----- Records for processing -----

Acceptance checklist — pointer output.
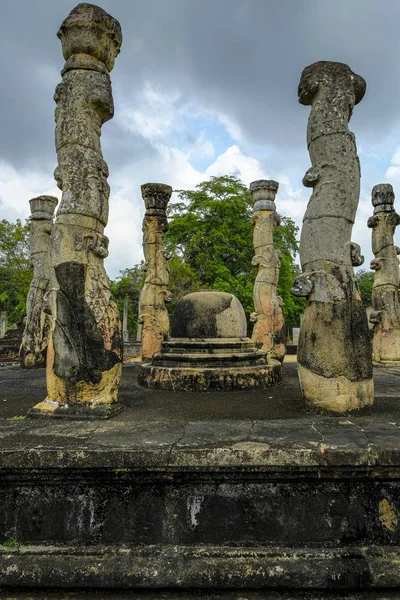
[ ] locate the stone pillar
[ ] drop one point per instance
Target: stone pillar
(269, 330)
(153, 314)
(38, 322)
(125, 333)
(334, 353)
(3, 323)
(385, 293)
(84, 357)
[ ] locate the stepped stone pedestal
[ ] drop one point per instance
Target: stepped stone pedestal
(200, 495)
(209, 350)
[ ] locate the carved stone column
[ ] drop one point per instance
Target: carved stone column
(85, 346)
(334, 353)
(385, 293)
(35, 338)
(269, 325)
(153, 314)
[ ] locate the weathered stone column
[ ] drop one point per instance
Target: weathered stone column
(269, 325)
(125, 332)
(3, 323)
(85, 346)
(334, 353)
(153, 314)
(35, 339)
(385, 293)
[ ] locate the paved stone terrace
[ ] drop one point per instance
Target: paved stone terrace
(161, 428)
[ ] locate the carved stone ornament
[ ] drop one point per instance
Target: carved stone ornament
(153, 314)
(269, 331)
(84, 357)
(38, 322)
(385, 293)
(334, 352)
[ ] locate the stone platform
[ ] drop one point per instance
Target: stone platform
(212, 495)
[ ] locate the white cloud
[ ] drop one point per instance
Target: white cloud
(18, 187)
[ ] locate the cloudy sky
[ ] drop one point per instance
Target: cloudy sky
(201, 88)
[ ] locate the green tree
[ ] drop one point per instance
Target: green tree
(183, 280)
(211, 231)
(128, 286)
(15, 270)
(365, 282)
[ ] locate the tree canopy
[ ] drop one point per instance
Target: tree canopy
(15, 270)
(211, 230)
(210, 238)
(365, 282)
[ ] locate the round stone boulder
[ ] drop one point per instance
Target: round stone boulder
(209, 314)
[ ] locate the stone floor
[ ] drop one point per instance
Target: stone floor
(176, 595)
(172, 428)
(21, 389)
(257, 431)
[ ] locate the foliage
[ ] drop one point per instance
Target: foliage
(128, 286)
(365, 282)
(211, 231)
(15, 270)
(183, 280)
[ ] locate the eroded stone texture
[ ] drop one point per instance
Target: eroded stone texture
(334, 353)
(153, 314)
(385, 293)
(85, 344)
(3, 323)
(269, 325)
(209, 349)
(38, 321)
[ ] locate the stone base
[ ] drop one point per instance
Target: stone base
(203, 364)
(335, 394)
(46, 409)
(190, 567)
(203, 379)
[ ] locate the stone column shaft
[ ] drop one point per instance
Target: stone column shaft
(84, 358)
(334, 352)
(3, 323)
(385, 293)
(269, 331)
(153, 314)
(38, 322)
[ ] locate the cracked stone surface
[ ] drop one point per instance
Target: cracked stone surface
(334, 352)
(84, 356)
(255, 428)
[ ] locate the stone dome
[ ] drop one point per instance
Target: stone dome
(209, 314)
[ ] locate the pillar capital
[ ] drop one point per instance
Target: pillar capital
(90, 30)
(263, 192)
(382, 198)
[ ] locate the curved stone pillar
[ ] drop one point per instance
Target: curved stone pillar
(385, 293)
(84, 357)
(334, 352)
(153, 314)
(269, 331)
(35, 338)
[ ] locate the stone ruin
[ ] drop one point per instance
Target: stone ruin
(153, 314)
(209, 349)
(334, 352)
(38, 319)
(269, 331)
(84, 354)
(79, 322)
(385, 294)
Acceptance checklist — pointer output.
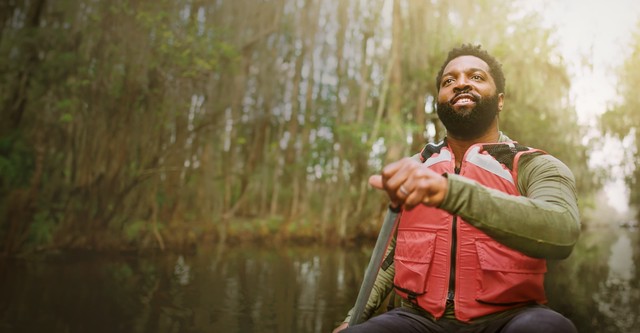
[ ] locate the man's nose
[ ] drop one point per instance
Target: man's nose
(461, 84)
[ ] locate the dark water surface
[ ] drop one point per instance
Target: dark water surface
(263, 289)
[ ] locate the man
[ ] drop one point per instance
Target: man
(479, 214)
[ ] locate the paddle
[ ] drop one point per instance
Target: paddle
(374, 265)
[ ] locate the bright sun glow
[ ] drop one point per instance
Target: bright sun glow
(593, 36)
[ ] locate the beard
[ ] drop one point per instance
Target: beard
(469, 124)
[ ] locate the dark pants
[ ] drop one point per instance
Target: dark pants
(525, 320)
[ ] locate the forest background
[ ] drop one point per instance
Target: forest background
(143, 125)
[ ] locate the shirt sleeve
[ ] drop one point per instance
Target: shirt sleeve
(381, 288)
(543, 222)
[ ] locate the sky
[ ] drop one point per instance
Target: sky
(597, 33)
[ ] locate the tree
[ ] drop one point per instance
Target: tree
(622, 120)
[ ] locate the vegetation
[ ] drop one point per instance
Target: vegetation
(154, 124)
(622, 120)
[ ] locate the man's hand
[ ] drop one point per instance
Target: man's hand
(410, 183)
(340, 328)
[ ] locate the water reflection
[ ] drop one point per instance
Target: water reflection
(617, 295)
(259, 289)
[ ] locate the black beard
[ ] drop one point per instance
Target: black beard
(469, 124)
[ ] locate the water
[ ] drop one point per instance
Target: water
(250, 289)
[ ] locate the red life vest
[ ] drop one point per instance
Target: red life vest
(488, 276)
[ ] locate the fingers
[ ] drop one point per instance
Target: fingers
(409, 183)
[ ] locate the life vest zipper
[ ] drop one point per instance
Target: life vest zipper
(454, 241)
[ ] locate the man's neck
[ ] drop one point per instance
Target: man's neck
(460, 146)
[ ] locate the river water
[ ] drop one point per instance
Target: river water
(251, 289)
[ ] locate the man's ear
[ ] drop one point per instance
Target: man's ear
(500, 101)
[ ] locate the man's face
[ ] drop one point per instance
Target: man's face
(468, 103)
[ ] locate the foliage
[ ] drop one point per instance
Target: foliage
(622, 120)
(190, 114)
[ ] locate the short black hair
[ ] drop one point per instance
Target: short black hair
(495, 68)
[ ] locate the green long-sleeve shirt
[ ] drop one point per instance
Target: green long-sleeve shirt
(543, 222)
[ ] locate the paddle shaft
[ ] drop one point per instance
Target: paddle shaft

-----

:: Task item ::
Copy the data word for word. Pictures do not go in the copy.

:: Answer box ::
Acceptance checklist — pointer output.
[ ] locate the stone pillar
[ ] drop one point per instance
Target: stone pillar
(269, 330)
(153, 314)
(38, 322)
(125, 333)
(334, 353)
(3, 323)
(385, 293)
(84, 357)
[ ] locate the stepped stone pedestal
[ ] drop one point per instance
Target: stepped stone pedestal
(200, 495)
(209, 350)
[ ] locate the carved stone column
[ ] drop one point per instance
Target: carved stone column
(85, 346)
(334, 353)
(385, 293)
(35, 338)
(269, 325)
(153, 314)
[ ] locate the weathered stone column
[ ] drop one point per instance
Target: weathered stone column
(269, 325)
(125, 332)
(3, 323)
(85, 346)
(334, 353)
(153, 314)
(35, 339)
(385, 293)
[ ] locate the paved stone terrace
[ ] drop one point per instance
Target: paved stone terrace
(161, 428)
[ ] locate the carved stone ornament
[ ] drop one point per instance
Target: carved stone ornament
(153, 314)
(269, 331)
(84, 357)
(38, 322)
(385, 293)
(334, 352)
[ ] locate the stone platform
[ ] drop one point per instance
Target: stone platform
(212, 495)
[ ] locate the white cloud
[ ] drop one point per instance
Target: white cloud
(18, 187)
[ ] locate the cloudy sky
[ ] drop one point per instance
Target: cloudy sky
(201, 88)
[ ] locate the green tree
[ ] drop one point per instance
Target: green tree
(183, 280)
(211, 231)
(128, 286)
(15, 270)
(365, 282)
[ ] locate the tree canopy
[ ] drop one point per instance
Target: tree canopy
(15, 270)
(211, 230)
(210, 238)
(365, 282)
[ ] locate the round stone boulder
[ ] drop one point per instance
Target: round stone boulder
(209, 314)
[ ] locate the stone floor
[ ] drop one point per instance
Target: stone floor
(176, 595)
(172, 428)
(21, 389)
(257, 431)
[ ] locate the foliage
[ ] drop one point per instance
Target: foliage
(128, 286)
(365, 282)
(211, 231)
(15, 270)
(183, 280)
[ ] locate the eroded stone texture
[ ] drop one point per instance
Target: eroded stone texture
(334, 353)
(153, 314)
(385, 293)
(85, 344)
(3, 323)
(269, 325)
(209, 349)
(38, 321)
[ ] locate the stone base
[ ] drop one point per instance
Target: stone base
(203, 364)
(335, 394)
(46, 409)
(190, 567)
(203, 379)
[ ] locate the stone column shaft
[ ] drop one point per instance
Target: stone column shaft
(84, 358)
(334, 352)
(3, 323)
(385, 293)
(269, 331)
(153, 314)
(38, 322)
[ ] locate the cracked stone surface
[ ] drop one point per instance
Target: cracked stone surface
(334, 352)
(84, 356)
(255, 428)
[ ] locate the stone dome
[ ] drop one point per instance
Target: stone dome
(209, 314)
[ ] locate the pillar capital
[ ] drop one point per instance
Target: pillar capital
(90, 30)
(263, 192)
(382, 198)
[ ] locate the curved stone pillar
[ ] drop one point per instance
Target: curved stone pillar
(385, 293)
(84, 357)
(334, 352)
(153, 314)
(269, 331)
(35, 338)
[ ] locate the stone ruin
[ ] drop one point per instance
Target: stone ruin
(153, 314)
(209, 349)
(334, 352)
(38, 319)
(269, 331)
(84, 354)
(79, 322)
(385, 294)
Acceptance checklist — pointer output.
[ ] locate the man's nose
[ ] drop one point per instance
Target: man's nose
(461, 84)
[ ] locate the dark water surface
[ ] drop one point per instance
Target: dark water surface
(263, 289)
[ ] locate the man
[ ] drop one point per instance
Target: man
(479, 214)
[ ] locate the paddle
[ ] drop one point per instance
Target: paddle
(374, 265)
[ ] locate the bright sun glow
[ ] drop one point per instance
Target: bright sun glow
(593, 36)
[ ] locate the beard
[ ] drop one point per instance
Target: beard
(469, 124)
[ ] locate the dark pants
[ ] drop one point per instance
Target: dark pants
(525, 320)
[ ] locate the forest background
[ ] drop one point per instance
Target: forest background
(143, 125)
[ ] locate the shirt sleeve
[ ] drop one point per instance
Target: shirt sleeve
(381, 288)
(543, 222)
[ ] locate the sky
[ ] drop one point per instance
Target: sky
(597, 33)
[ ] locate the tree
[ ] drop one point per instance
Target: tree
(622, 120)
[ ] locate the vegetation
[ ] drop one point per instance
Target: vegetation
(154, 124)
(622, 120)
[ ] locate the man's hand
[ ] drop one point per instance
Target: man's hand
(410, 183)
(340, 328)
[ ] locate the water reflection
[ ] drop one point per instance
Target: water reflection
(617, 295)
(259, 289)
[ ] locate the black beard
[ ] drop one point per instance
Target: black beard
(469, 124)
[ ] locate the water
[ ] drop one point per instance
Target: water
(250, 289)
[ ] locate the red life vest
[ ] drop one point per instance
Target: red life vest
(488, 276)
[ ] locate the fingers
[ ] drop one point per instance
Target: fingers
(409, 183)
[ ] locate the life vest zipper
[ ] drop one point per instance
Target: life vest zipper
(454, 241)
[ ] locate the man's neck
[ ] drop one point per instance
Target: man's neck
(460, 146)
[ ] locate the river water
[ ] drop one point per instance
Target: river water
(251, 289)
[ ] locate the man's ear
[ ] drop one point per instance
Target: man's ear
(500, 101)
[ ] locate the man's face
[ ] drop one point per instance
Target: man's face
(468, 103)
[ ] locate the foliage
[ ] drop one point per instance
Target: foliage
(622, 120)
(190, 114)
[ ] locate the short black hair
[ ] drop one point per instance
Target: short black hair
(495, 68)
[ ] locate the green long-sleeve shirt
[ ] drop one point per instance
Target: green long-sleeve shirt
(543, 222)
[ ] locate the paddle shaft
[ ] drop one point per instance
Target: paddle shaft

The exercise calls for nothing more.